• AIM Team

NAM: Monday Economic Report

  • Manufacturers had to adjust to the realities of COVID-19 in 2020. The percentage of employees in the sector working from home jumped from 18.9% in 2019 to 29.9% in 2020, according to the latest American Time Use Survey from the Bureau of Labor Statistics. (It is always fascinating to see how the typical American uses his or her time each day, so I would encourage a deeper dive into this resource.)

  • The IHS Markit Flash U.S. Manufacturing PMI expanded at another record pace, buoyed by stronger growth and a very upbeat outlook, despite lingering supply chain challenges and soaring prices. Raw material costs and output prices soared once again to all-time high rates.

  • Manufacturing activity in the Kansas City Federal Reserve Bank’s district strengthened to a three-month high in July, with growth in exports rising at the fastest pace in 13 years and a robust outlook for the next six months. However, the backlog of orders also jumped to a new record, and respondents once again cited supply chain, inflation and workforce concerns.

  • Meanwhile, with more COVID-19 restrictions being lifted, the IHS Markit Flash Eurozone PMI jumped to the highest reading since July 2000. At the same time, the IHS Markit Flash Eurozone Manufacturing PMI slipped from a record 63.4 to 62.6, with supply chain issues holding back even stronger growth.

  • New residential construction activity rose 6.3% to 1,643,000 units at the annual rate in June, the best reading in six months. Housing starts remain healthy, despite rising construction costs and difficulties in finding talent.

- DIRECTIONS -
1) In the economic report above, translate this sentence into Spanish: "Raw material costs and output prices soared once again to all-time high rates."
2) Using the economic report above, decide whether each statement agrees with the text. For each, answer yes or no and quote the words from the text that decide it.
(a) In manufacturing, the share of employees working from home went from 18.9% in 2019 to 29.9% in 2020.
(b) The IHS Markit Flash Eurozone Manufacturing PMI reached a new record high.
(c) June's new residential construction figure was the best reading in a year.
3) According to the economic report above, growth in exports in the Kansas City Federal Reserve Bank's district rose at its fastest pace in how many years?

- PROVIDED INFORMATION -
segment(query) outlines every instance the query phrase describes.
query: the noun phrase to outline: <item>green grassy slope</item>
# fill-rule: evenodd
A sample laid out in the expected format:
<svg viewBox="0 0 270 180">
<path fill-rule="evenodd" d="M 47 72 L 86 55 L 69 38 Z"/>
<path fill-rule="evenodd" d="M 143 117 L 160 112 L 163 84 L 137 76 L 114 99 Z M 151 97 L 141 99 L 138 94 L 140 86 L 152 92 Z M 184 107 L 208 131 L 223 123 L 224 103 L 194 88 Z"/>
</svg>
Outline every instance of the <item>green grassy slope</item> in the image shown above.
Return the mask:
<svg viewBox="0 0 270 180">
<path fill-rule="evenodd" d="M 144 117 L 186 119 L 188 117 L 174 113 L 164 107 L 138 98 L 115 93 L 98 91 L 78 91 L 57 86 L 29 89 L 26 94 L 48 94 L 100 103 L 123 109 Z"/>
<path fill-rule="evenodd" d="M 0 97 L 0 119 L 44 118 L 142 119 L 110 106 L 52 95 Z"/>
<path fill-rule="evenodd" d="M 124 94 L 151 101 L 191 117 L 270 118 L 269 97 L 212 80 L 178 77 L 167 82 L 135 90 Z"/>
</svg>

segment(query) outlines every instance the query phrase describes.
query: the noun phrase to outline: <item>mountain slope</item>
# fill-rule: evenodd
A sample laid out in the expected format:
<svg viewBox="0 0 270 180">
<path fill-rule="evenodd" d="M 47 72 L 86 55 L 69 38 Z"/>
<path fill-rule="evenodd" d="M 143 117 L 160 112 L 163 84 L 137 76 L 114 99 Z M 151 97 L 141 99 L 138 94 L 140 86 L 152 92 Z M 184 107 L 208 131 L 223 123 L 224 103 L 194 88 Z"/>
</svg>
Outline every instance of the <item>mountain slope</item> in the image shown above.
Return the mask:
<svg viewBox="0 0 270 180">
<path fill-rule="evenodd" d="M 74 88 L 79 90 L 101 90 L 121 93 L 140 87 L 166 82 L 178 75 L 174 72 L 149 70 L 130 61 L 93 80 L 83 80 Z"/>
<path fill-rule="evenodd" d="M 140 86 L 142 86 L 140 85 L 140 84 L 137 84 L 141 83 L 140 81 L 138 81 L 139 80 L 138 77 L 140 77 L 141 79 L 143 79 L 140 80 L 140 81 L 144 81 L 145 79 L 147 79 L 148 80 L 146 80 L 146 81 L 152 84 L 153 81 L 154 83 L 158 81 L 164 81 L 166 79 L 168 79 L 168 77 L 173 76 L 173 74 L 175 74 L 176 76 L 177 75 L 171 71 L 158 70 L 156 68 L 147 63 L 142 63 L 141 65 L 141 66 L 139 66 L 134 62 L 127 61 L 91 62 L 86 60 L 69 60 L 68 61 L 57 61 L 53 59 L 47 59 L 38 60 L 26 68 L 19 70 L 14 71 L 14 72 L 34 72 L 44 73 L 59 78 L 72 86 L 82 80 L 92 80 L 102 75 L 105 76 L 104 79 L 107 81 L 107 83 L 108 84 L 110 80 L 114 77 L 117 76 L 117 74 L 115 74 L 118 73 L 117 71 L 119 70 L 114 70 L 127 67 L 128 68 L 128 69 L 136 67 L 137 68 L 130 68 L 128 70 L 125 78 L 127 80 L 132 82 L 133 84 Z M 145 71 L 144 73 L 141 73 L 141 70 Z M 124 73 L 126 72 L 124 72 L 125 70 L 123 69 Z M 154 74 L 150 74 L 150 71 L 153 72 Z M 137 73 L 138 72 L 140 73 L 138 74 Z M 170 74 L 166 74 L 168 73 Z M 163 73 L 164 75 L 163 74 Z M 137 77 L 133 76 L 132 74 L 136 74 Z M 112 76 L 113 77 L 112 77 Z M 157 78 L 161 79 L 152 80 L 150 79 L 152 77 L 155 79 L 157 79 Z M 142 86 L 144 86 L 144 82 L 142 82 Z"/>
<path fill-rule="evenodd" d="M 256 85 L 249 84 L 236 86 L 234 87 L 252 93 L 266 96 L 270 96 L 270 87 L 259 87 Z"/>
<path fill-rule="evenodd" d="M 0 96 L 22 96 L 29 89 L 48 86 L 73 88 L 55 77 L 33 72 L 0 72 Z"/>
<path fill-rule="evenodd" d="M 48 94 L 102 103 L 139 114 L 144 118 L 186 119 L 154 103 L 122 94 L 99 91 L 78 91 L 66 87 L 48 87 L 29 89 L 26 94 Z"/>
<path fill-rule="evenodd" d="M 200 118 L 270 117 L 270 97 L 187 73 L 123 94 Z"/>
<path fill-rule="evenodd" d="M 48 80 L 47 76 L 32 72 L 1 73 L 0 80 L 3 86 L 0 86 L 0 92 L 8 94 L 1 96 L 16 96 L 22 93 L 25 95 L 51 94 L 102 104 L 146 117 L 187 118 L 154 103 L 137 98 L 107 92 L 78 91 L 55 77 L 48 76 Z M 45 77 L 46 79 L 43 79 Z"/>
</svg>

- SOLUTIONS TO THE PROBLEMS -
1) Los costos de las materias primas y los precios de producción volvieron a dispararse hasta alcanzar tasas máximas históricas.

2)
(a) Yes: "jumped from 18.9% in 2019 to 29.9% in 2020"
(b) No: "slipped from a record 63.4 to 62.6"
(c) No: "the best reading in six months"

3) 13 years.